SELECTED TEXT =
────
He has a collection of over 42,000 gramophone records of music, dramas and speeches, in around forty Indian languages and dialects and 30 foreign languages.

Music Scholar, Dancer, Film Historian, Book Reviewer, Art Critic and Orator, Venkata Anandakumara Krishna Ranga Rao is truly a connoisseur who defies straightjacket categorisation. The son of Ravu Janardana Krishna Ranga Rao - the Zamindar of Chikkavaram and Saraswathi Devi, V A K Ranga Rao says that he can only read, but is not educated. And yet, he happens to have guided many research scholars, directly and indirectly. For 36 years, his dance has been an offering on Sri Krishna Jayanti in Karvetinagaram and on Ashada Sudhdha Saptami in Srinivasa Mangapuram temples near Tirupati.

He believes that a person has different dimensions at the same time. And if his passion for factual documentation takes him into the past, he reaffirms, that it is clearly grounded in the present. "For me", he says, "It is all a continuum".
────
SUPPLIED RECORDS =
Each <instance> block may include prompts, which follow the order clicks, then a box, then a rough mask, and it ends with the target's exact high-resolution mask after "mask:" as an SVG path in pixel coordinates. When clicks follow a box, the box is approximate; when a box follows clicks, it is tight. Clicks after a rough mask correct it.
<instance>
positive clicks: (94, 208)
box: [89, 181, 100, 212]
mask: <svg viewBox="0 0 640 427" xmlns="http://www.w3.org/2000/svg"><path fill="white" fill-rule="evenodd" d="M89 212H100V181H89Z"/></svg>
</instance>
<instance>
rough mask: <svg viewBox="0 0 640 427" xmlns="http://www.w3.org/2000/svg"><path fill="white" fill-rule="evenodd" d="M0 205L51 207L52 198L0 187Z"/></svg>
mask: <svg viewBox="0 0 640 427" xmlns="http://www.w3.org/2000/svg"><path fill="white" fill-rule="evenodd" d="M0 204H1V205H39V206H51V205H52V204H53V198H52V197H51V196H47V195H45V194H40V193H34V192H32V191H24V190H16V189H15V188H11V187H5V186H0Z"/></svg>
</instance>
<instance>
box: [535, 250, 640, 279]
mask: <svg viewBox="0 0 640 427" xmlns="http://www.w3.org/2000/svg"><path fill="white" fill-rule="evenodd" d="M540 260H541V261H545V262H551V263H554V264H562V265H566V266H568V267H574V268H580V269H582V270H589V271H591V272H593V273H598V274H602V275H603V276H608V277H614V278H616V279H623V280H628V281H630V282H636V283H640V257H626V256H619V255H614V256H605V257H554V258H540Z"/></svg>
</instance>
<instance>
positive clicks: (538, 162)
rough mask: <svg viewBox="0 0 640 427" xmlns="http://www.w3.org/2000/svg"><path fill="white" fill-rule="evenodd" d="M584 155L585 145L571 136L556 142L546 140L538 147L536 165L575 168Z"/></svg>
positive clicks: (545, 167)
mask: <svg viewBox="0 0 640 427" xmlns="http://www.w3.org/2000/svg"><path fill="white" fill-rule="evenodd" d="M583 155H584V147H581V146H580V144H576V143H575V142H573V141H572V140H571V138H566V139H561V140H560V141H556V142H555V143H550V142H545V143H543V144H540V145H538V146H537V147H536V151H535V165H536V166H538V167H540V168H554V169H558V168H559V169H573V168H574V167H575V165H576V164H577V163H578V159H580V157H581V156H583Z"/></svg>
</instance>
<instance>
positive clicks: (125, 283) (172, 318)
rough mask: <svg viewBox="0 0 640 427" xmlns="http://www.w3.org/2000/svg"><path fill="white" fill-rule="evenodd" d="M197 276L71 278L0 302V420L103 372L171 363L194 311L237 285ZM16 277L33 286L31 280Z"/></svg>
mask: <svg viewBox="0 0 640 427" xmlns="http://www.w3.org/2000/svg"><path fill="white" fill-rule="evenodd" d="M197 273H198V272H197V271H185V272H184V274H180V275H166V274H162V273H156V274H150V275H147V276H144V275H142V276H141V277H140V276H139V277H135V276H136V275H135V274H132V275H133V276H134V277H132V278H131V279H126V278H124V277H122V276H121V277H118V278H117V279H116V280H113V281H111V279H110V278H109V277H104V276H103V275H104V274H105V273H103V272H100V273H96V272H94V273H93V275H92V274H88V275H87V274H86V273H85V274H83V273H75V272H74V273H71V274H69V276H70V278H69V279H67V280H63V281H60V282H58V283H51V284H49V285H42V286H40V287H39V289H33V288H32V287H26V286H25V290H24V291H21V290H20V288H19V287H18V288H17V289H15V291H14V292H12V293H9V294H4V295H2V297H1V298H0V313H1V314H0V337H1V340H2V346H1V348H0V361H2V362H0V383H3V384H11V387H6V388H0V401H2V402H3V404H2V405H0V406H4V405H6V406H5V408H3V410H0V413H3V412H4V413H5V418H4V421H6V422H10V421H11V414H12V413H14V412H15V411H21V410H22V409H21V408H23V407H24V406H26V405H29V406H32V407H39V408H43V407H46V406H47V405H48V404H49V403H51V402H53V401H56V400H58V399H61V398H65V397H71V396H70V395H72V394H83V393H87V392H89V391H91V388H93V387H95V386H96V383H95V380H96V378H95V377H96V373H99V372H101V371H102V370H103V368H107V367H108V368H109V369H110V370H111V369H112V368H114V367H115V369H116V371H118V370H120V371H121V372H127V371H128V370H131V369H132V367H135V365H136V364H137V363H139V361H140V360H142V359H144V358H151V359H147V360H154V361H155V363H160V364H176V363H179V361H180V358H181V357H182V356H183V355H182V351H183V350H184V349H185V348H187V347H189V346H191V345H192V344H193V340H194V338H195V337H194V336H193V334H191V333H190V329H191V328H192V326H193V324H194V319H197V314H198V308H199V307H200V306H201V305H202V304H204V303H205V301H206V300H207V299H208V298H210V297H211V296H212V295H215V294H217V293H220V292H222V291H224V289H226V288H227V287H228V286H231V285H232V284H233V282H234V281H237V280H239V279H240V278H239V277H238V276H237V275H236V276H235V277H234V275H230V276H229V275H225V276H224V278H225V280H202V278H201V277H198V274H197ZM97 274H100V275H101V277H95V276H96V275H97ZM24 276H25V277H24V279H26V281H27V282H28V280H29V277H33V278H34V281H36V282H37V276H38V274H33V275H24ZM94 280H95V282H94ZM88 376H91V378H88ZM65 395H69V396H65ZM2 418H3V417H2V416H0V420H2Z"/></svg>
────
THINGS TO DO =
• a. In the profile of V A K Ranga Rao, set down everything from "He has a collection" down to "30 foreign languages.".
• b. According to the profile of V A K Ranga Rao, for how many years has his dance been an offering in the temples near Tirupati?
• c. Write what comes next in the profile of V A K Ranga Rao, picking up after its last sentence.

RESULTS BY TASK =
• a.
He has a collection of over 42,000 gramophone records of music, dramas and speeches, in around forty Indian languages and dialects and 30 foreign languages.

• b. For 36 years.

• c.
What are your earliest memories of music or dance?

At 3 or 4 years I was already able to sing twelve to thirteen songs, in different languages. I was told, (much later though), that as an infant I would bawl for gramophone records, instead of the sweets that one would normally expect kids to ask for. In those days, the only source of entertainment was the weekly half hour radio programme. That is how listening to gramophone records became part of the family's day. As children we were also treated to Sitaram, Court Dancer of Bobbili, performing at home. She would demonstrate to us, children, simple dance poses. And long after the other kids had left, I would still sit before her as she communicated through her art.

V A K Ranga Rao with his gramophoneWhat criteria did you use in selecting gramophone records?

Initially, I collected those records that I liked. It was only around 1970 that I gradually came to this realisation that the 78 rpm records were being phased out and in India there was no one with a substantial personal collection of these records. There were stamp collectors and book collectors….but no gramophone record collectors. That was when I started making it a point to buy every record I could lay my hands on, that I did not already have.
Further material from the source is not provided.